__PROBLEM TO WORK ON__
Reproduce the material below word for word, keeping every line unchanged.
[Start DATA ROWS]
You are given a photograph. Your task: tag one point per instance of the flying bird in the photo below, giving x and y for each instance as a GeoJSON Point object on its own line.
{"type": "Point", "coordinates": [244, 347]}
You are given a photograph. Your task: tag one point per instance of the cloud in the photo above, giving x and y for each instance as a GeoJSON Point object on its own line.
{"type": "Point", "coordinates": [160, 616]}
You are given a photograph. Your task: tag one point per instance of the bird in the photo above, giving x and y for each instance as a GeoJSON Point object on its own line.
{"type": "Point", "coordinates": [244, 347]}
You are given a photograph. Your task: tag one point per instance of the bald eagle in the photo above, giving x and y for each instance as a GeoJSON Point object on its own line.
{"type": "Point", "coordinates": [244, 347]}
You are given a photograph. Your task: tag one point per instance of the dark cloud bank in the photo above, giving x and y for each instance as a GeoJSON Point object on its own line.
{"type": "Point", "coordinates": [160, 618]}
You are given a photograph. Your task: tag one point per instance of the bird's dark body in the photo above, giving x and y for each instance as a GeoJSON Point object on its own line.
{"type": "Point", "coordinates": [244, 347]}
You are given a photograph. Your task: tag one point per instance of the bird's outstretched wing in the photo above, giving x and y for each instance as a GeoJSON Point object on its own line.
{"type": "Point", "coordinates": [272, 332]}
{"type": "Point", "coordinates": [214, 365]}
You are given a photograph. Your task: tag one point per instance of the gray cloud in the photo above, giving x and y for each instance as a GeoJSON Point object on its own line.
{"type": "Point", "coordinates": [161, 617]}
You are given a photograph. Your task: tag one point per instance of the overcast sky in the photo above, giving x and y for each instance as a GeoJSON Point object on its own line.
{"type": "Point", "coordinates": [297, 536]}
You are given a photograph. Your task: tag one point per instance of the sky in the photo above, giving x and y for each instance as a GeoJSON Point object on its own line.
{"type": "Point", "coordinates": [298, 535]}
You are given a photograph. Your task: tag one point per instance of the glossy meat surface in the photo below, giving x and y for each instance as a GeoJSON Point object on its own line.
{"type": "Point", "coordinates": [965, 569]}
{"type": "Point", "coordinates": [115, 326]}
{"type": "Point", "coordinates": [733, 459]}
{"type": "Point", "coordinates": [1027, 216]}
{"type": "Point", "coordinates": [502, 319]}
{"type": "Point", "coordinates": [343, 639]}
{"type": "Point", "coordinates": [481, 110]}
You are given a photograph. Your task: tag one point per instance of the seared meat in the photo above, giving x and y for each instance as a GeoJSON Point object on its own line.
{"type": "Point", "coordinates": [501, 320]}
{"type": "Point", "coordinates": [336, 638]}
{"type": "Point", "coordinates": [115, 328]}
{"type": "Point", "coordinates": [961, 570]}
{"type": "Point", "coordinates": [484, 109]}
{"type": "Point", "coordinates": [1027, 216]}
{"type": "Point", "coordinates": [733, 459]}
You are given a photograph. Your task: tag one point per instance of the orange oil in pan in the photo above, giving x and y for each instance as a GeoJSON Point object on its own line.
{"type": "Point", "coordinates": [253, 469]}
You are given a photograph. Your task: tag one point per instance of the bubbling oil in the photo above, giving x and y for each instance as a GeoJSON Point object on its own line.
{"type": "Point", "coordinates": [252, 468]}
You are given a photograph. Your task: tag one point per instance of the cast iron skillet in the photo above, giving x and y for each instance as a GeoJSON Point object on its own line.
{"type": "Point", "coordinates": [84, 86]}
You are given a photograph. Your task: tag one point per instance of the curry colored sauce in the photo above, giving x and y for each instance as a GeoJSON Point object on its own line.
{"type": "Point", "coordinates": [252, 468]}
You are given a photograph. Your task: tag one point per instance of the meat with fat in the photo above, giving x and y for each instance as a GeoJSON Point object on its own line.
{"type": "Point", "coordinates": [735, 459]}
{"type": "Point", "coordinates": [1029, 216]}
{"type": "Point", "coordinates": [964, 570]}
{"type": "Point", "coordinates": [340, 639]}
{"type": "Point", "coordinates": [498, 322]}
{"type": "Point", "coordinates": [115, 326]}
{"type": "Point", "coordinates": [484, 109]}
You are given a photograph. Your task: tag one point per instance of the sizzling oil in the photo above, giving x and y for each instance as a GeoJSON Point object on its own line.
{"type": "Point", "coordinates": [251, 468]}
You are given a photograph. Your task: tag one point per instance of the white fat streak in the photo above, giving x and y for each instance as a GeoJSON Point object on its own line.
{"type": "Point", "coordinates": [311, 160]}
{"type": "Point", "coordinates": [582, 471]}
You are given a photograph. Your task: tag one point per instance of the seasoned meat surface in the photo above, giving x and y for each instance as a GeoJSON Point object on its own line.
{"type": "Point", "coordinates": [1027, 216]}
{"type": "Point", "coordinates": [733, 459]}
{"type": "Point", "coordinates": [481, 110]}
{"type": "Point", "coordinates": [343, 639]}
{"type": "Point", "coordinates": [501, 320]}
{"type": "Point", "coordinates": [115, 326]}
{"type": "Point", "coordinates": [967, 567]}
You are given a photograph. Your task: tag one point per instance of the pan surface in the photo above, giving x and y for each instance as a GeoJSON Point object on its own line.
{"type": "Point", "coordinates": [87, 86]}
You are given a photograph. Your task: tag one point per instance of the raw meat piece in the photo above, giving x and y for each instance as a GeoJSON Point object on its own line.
[End DATA ROWS]
__TASK SOLUTION__
You are given a photograph. Your task: tag one point per instance of the flying bird in the photo below, giving x and y for each instance as a GeoJSON Point object on its own line.
{"type": "Point", "coordinates": [244, 347]}
You are given a photograph. Your task: tag one point per instance of the cloud in the photo above, giving x and y for each instance as a GeoJSON Point object on its own line.
{"type": "Point", "coordinates": [160, 616]}
You are given a photograph. Your task: tag one point per instance of the bird in the photo above, giving x and y for each instance as a GeoJSON Point object on its own line.
{"type": "Point", "coordinates": [244, 347]}
You are given a photograph. Your task: tag one point per instance of the bald eagle in the photo above, giving x and y for each instance as a GeoJSON Point object on its own line.
{"type": "Point", "coordinates": [244, 347]}
You are given a photograph. Your task: tag one point per instance of the dark cloud bank in the photo above, giving x and y for each instance as a GeoJSON Point object on its own line.
{"type": "Point", "coordinates": [160, 618]}
You are given a photograph. Your task: tag one point per instance of the bird's dark body in the photo above, giving x and y for each instance as a GeoJSON Point object on its own line.
{"type": "Point", "coordinates": [244, 347]}
You are given a photograph. Your task: tag one point per instance of the bird's outstretched wing in the photo above, giving x and y for each instance as a GeoJSON Point object on its own line.
{"type": "Point", "coordinates": [272, 332]}
{"type": "Point", "coordinates": [214, 365]}
You are given a photograph. Your task: tag one point per instance of the gray cloud in the photo above, giving x and y for each instance as a GeoJSON Point object on its own line.
{"type": "Point", "coordinates": [161, 617]}
You are given a photograph. Your task: tag one point per instance of the overcast sky in the photo above, giving x and y for each instance as a GeoJSON Point object on its own line.
{"type": "Point", "coordinates": [297, 536]}
You are given a photograph. Your task: tag one point per instance of the sky in the photo above, giving x and y for each instance as a GeoJSON Point object on its own line.
{"type": "Point", "coordinates": [298, 535]}
You are given a photograph. Your task: tag one point per instance of the glossy meat surface in the photo below, giving x and y for each instance as a GeoJSON Point object on its own line.
{"type": "Point", "coordinates": [965, 569]}
{"type": "Point", "coordinates": [115, 326]}
{"type": "Point", "coordinates": [733, 459]}
{"type": "Point", "coordinates": [1027, 216]}
{"type": "Point", "coordinates": [502, 319]}
{"type": "Point", "coordinates": [343, 639]}
{"type": "Point", "coordinates": [481, 110]}
You are given a photograph. Your task: tag one point per instance of the seared meat in the photo above, giving x and y for each instance as a GeoJSON Point object on its own line.
{"type": "Point", "coordinates": [501, 320]}
{"type": "Point", "coordinates": [336, 638]}
{"type": "Point", "coordinates": [115, 328]}
{"type": "Point", "coordinates": [961, 570]}
{"type": "Point", "coordinates": [484, 109]}
{"type": "Point", "coordinates": [1027, 216]}
{"type": "Point", "coordinates": [733, 459]}
You are given a photograph. Your task: tag one point per instance of the orange oil in pan in the photo above, giving x and y for each instance as a GeoJSON Point object on its own line.
{"type": "Point", "coordinates": [253, 469]}
You are given a photograph. Your task: tag one point per instance of the bubbling oil in the photo above, giving x and y for each instance as a GeoJSON Point object on its own line.
{"type": "Point", "coordinates": [252, 468]}
You are given a photograph. Your task: tag one point per instance of the cast iron skillet in the photo above, giving x and y for each instance as a GeoJSON Point object on its own line.
{"type": "Point", "coordinates": [84, 86]}
You are given a photograph. Your task: tag one point per instance of the curry colored sauce in the photo above, giving x and y for each instance as a GeoJSON Point object on its own line.
{"type": "Point", "coordinates": [252, 468]}
You are given a photograph. Your task: tag one point per instance of the meat with fat in the photo above, giving x and y for each instance as a GeoJSON Point object on its own line.
{"type": "Point", "coordinates": [735, 459]}
{"type": "Point", "coordinates": [1029, 216]}
{"type": "Point", "coordinates": [964, 570]}
{"type": "Point", "coordinates": [340, 639]}
{"type": "Point", "coordinates": [498, 322]}
{"type": "Point", "coordinates": [115, 326]}
{"type": "Point", "coordinates": [484, 109]}
You are given a photograph. Your task: tag one point per instance of the sizzling oil in the photo above, giving x and y for each instance as a GeoJSON Point object on its own line.
{"type": "Point", "coordinates": [251, 468]}
You are given a photograph. Your task: tag one point per instance of the white fat streak in the photo above, giving x and y for each instance as a GeoJSON Point object on its own line.
{"type": "Point", "coordinates": [311, 160]}
{"type": "Point", "coordinates": [582, 471]}
You are given a photograph. Your task: tag one point per instance of the seasoned meat surface in the photo above, giving x and y for each instance as a GeoJSON Point object on its own line.
{"type": "Point", "coordinates": [1027, 216]}
{"type": "Point", "coordinates": [733, 459]}
{"type": "Point", "coordinates": [481, 110]}
{"type": "Point", "coordinates": [343, 639]}
{"type": "Point", "coordinates": [501, 320]}
{"type": "Point", "coordinates": [115, 326]}
{"type": "Point", "coordinates": [967, 567]}
You are given a photograph. Your task: tag one point per instance of the pan surface in the photo above, giving x and y for each instance as a GeoJSON Point object on its own line.
{"type": "Point", "coordinates": [87, 86]}
You are given a photograph. Your task: tag one point per instance of the raw meat piece in the photo above, giving x and y for each instance as a GeoJSON Point object on its own line.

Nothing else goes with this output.